Assigned task -
Within the records below, find each line that holds the string "center", then copy it.

*** Opening Data for the task ***

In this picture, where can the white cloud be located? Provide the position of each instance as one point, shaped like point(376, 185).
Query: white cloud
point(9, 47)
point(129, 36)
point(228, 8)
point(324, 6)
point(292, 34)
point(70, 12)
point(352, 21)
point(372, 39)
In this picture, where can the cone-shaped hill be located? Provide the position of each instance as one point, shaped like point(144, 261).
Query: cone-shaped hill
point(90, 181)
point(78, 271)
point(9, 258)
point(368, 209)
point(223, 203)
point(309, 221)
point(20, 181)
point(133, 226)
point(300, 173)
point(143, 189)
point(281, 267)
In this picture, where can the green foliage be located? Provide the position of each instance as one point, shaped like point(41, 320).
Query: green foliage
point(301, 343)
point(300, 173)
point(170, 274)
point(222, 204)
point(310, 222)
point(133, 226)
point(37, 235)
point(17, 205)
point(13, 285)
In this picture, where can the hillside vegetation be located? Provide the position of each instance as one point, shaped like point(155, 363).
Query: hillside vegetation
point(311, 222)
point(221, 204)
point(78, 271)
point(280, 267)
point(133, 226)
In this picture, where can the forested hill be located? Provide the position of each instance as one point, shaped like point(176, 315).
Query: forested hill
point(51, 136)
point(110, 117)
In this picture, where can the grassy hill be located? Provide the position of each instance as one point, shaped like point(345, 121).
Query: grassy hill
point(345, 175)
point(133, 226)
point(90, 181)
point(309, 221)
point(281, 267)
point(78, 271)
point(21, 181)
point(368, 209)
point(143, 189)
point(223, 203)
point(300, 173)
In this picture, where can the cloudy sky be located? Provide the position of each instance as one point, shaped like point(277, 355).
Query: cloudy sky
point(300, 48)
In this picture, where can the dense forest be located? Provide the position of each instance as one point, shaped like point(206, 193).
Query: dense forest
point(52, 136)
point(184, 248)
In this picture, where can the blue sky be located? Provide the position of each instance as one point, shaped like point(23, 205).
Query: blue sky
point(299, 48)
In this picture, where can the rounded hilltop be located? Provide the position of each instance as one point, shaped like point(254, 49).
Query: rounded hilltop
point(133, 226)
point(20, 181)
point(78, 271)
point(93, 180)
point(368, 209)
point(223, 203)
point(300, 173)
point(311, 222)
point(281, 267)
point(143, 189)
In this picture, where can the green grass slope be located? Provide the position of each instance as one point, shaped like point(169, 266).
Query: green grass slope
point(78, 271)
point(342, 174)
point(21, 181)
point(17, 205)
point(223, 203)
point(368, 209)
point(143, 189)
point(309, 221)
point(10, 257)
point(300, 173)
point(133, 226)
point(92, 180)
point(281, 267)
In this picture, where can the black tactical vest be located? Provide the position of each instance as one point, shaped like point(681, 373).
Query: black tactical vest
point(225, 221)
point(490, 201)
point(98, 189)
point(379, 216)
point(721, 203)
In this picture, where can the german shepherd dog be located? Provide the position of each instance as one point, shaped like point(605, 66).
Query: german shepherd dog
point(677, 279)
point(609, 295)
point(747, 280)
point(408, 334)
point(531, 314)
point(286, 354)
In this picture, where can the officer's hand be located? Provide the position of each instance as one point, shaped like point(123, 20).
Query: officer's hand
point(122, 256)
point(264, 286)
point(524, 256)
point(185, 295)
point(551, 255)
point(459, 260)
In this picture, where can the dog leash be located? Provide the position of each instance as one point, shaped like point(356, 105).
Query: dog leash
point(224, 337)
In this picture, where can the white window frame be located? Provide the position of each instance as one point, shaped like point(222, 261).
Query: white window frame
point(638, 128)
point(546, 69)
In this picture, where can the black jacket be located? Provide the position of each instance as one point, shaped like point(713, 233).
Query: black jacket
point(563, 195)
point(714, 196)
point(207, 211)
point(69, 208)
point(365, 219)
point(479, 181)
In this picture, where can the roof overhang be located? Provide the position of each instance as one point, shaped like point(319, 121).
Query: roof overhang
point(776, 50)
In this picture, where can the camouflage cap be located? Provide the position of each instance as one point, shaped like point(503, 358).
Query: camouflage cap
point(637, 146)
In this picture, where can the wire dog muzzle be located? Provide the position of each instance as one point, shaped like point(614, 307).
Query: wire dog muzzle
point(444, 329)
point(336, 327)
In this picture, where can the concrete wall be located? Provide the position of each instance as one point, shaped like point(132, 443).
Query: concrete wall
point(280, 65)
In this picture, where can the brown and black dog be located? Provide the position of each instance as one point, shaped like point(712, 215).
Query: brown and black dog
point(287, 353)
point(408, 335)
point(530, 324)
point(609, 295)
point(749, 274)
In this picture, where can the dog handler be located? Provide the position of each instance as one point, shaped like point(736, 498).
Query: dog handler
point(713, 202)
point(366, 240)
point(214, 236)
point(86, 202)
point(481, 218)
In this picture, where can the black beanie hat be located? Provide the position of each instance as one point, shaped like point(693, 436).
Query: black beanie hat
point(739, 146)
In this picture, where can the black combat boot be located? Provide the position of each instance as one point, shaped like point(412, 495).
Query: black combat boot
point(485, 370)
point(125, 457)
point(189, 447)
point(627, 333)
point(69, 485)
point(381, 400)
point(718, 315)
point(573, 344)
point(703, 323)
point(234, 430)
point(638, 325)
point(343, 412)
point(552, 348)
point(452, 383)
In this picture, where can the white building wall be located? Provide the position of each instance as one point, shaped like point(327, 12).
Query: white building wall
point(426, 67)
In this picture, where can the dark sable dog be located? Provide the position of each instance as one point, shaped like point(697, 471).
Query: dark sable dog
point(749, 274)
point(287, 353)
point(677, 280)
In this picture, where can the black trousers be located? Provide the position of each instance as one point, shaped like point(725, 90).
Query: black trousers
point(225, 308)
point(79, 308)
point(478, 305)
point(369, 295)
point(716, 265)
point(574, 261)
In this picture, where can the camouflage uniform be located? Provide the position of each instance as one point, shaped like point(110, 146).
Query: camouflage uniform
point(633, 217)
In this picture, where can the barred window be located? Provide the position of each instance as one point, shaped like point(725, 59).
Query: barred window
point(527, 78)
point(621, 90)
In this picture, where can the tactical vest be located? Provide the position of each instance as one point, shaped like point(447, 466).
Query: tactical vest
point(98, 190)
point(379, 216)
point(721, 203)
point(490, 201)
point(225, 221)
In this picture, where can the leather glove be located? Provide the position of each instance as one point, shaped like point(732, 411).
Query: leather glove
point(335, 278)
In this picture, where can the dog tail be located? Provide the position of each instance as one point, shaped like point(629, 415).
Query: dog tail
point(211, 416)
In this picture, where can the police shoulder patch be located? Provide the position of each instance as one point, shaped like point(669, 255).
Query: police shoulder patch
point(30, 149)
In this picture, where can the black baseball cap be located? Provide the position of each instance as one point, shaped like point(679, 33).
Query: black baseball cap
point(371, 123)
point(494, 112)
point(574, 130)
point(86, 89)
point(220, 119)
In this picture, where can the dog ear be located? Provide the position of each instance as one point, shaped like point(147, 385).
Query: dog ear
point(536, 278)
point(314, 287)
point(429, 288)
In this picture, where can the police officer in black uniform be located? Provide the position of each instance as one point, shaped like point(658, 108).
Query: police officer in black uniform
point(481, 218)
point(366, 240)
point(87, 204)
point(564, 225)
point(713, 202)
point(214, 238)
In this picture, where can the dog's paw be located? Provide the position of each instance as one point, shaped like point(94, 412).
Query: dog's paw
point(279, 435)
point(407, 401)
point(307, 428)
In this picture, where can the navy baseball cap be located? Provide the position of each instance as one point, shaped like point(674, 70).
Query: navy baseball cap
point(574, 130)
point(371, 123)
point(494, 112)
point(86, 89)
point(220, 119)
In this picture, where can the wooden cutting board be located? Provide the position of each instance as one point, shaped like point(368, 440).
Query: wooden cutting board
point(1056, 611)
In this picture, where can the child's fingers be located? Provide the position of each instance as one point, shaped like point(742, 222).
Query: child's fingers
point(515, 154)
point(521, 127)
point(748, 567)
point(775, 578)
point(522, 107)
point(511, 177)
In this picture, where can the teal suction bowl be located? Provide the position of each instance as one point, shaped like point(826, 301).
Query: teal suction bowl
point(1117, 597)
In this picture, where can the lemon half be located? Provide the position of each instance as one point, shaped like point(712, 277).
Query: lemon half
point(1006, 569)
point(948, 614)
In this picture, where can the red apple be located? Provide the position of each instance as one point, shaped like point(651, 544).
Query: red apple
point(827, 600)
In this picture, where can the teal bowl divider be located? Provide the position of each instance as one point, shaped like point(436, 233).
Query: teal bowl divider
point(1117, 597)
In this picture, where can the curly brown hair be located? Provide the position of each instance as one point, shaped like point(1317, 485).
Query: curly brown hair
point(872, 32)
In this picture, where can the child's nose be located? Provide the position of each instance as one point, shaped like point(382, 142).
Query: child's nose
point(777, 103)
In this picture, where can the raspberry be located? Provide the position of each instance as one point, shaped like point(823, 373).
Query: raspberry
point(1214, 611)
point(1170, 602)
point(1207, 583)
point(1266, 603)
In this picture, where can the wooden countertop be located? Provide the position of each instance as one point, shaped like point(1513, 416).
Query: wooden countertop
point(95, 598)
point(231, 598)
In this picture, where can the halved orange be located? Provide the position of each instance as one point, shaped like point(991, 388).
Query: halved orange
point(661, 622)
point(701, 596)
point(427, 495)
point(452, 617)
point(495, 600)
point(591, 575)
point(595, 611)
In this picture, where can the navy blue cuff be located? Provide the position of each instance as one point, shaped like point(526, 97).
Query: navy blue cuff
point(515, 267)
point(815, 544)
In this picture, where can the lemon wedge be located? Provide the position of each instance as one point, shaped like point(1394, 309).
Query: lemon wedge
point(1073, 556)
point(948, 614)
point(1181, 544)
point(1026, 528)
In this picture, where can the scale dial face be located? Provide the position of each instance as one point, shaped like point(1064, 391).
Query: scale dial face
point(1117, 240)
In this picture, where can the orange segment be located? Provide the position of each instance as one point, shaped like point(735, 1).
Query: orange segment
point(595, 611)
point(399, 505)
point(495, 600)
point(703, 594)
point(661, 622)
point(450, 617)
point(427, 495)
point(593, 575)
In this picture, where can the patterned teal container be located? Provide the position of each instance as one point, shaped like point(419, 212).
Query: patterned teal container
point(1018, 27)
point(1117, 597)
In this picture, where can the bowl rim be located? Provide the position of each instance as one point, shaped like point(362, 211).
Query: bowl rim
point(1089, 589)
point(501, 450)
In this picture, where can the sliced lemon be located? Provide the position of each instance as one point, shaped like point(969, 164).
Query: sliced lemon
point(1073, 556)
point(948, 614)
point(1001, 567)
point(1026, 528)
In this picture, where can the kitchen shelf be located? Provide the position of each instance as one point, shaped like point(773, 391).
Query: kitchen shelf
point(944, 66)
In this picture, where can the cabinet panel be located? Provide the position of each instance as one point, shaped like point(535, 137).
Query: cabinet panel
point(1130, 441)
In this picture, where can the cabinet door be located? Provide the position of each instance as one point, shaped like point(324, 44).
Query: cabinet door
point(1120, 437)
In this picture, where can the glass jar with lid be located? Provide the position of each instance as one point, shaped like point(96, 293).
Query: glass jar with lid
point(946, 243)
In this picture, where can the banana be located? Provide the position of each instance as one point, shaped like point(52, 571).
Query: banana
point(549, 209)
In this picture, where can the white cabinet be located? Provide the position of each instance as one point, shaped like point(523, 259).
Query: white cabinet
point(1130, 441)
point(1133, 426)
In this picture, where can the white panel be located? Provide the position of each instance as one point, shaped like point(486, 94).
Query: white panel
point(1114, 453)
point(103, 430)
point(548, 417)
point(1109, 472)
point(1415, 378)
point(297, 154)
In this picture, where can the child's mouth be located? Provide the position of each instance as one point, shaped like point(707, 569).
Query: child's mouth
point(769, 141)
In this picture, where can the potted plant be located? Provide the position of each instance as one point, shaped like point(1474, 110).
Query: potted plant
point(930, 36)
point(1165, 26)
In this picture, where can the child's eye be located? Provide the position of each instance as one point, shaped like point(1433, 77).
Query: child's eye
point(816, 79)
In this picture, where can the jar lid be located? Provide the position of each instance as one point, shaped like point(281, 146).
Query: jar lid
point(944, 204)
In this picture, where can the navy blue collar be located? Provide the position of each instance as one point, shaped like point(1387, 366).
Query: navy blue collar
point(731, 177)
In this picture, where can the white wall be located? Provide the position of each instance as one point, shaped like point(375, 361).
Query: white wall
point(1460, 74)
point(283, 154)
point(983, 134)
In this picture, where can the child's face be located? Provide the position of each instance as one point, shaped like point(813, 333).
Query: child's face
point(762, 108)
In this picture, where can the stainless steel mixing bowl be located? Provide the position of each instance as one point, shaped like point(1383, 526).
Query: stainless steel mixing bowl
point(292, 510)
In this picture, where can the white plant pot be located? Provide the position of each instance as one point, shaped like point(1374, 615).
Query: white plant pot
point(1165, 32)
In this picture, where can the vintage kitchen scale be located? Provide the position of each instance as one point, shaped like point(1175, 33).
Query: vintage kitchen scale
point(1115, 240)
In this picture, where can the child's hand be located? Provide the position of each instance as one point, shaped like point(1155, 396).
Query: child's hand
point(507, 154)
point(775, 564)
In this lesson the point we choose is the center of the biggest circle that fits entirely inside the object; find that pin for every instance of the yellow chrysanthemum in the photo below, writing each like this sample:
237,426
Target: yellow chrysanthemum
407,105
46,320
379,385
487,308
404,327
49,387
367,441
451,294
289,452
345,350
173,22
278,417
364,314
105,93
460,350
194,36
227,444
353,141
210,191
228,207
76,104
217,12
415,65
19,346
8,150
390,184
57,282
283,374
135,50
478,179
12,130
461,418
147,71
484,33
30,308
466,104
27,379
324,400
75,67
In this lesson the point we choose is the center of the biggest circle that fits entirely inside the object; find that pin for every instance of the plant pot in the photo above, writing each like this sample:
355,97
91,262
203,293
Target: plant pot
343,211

*** Closing Data for the task ***

Output for this exercise -
In this lesson the point we choose is the center of the biggest circle that fits entirely inside the object; find that pin for every instance of the yellow chrysanthemum in the photo below, writing each like this sample:
In this lesson the point we choose is the center of the biggest circle that fits entirely inside the object; find that pin for every instance of the plant pot in the photo above, writing each like this sample:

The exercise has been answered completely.